▶ **STATED GOAL**:
Please extract every line from the items below that contains the string "cart". Case counts.

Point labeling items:
_ _ _ _ _
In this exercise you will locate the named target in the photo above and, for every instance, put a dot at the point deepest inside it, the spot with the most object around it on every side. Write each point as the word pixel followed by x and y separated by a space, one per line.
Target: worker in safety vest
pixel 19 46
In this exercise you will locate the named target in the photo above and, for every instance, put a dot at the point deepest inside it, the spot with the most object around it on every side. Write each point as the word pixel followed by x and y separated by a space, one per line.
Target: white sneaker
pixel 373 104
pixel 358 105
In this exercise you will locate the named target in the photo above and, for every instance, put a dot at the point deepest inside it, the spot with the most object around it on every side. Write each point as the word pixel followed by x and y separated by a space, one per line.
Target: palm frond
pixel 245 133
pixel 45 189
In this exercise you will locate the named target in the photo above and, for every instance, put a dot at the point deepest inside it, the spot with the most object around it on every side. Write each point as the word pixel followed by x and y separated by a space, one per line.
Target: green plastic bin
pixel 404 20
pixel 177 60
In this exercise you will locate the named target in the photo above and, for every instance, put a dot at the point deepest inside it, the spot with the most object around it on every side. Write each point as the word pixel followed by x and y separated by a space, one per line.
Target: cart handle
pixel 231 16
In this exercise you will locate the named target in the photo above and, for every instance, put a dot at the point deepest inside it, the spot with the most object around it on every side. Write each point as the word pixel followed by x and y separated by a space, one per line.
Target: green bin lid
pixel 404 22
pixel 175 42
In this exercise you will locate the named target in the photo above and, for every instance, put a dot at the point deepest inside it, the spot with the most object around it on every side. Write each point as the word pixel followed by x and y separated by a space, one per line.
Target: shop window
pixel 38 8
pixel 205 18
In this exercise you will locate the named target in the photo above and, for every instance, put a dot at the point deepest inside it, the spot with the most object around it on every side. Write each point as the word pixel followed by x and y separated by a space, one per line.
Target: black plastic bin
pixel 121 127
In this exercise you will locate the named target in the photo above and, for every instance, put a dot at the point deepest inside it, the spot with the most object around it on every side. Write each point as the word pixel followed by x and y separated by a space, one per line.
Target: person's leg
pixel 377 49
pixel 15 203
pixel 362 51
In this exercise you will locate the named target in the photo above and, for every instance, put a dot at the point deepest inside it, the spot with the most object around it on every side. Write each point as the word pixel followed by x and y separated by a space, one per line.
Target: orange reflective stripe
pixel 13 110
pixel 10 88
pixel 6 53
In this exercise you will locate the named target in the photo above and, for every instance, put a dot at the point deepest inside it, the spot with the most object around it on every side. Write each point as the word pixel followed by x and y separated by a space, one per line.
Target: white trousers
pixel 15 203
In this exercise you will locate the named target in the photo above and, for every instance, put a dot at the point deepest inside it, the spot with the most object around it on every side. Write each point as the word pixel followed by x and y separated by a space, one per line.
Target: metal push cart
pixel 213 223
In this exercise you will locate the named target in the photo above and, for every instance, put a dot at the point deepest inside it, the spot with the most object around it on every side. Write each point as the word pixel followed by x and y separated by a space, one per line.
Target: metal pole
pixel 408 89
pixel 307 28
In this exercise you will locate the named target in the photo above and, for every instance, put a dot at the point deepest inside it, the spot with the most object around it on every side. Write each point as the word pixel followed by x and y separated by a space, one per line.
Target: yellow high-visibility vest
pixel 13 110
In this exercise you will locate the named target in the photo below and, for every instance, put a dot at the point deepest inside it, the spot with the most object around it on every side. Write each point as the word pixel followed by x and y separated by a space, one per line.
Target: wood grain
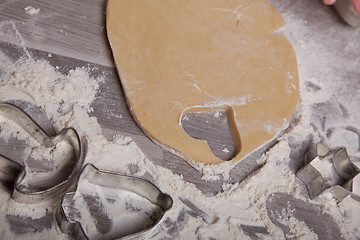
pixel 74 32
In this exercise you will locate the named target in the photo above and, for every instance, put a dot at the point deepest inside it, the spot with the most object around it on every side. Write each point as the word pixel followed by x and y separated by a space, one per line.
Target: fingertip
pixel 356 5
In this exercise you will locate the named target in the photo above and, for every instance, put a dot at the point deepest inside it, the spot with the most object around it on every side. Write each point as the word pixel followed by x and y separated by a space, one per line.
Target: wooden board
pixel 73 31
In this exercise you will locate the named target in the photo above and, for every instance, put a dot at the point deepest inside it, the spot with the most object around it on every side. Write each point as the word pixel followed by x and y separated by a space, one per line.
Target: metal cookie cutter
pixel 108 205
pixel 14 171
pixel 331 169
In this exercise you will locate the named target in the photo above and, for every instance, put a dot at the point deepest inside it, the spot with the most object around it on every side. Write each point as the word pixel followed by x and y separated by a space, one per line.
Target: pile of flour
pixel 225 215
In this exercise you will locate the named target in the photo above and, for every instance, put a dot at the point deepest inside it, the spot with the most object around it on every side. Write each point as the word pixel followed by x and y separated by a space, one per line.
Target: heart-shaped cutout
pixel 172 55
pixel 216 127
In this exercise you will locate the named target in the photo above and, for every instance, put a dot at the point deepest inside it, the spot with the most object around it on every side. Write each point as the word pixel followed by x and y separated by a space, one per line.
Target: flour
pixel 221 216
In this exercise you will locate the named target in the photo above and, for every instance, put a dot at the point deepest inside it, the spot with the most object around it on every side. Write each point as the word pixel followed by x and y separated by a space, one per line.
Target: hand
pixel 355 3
_ _ _ _ _
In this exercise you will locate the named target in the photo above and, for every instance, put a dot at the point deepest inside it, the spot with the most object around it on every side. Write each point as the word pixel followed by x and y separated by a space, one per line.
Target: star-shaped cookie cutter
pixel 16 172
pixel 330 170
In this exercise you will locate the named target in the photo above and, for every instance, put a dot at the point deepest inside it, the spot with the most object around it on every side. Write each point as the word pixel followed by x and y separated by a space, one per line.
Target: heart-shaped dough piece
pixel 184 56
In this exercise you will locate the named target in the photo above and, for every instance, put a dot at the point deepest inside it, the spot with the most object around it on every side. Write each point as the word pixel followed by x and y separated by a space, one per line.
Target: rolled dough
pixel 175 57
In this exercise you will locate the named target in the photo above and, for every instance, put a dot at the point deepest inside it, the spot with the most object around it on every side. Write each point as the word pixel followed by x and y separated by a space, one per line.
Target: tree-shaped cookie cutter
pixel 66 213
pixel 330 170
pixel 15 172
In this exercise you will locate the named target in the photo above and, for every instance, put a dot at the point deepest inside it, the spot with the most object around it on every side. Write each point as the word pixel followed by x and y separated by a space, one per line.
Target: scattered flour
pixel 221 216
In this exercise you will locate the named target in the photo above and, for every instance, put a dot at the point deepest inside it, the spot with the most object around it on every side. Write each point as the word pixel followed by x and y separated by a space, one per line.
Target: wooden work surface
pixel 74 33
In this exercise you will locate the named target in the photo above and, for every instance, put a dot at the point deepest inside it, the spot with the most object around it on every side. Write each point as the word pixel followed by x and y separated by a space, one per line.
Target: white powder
_ _ _ _ _
▶ **PROBLEM SOLUTION**:
Target: cart handle
Target: metal push cart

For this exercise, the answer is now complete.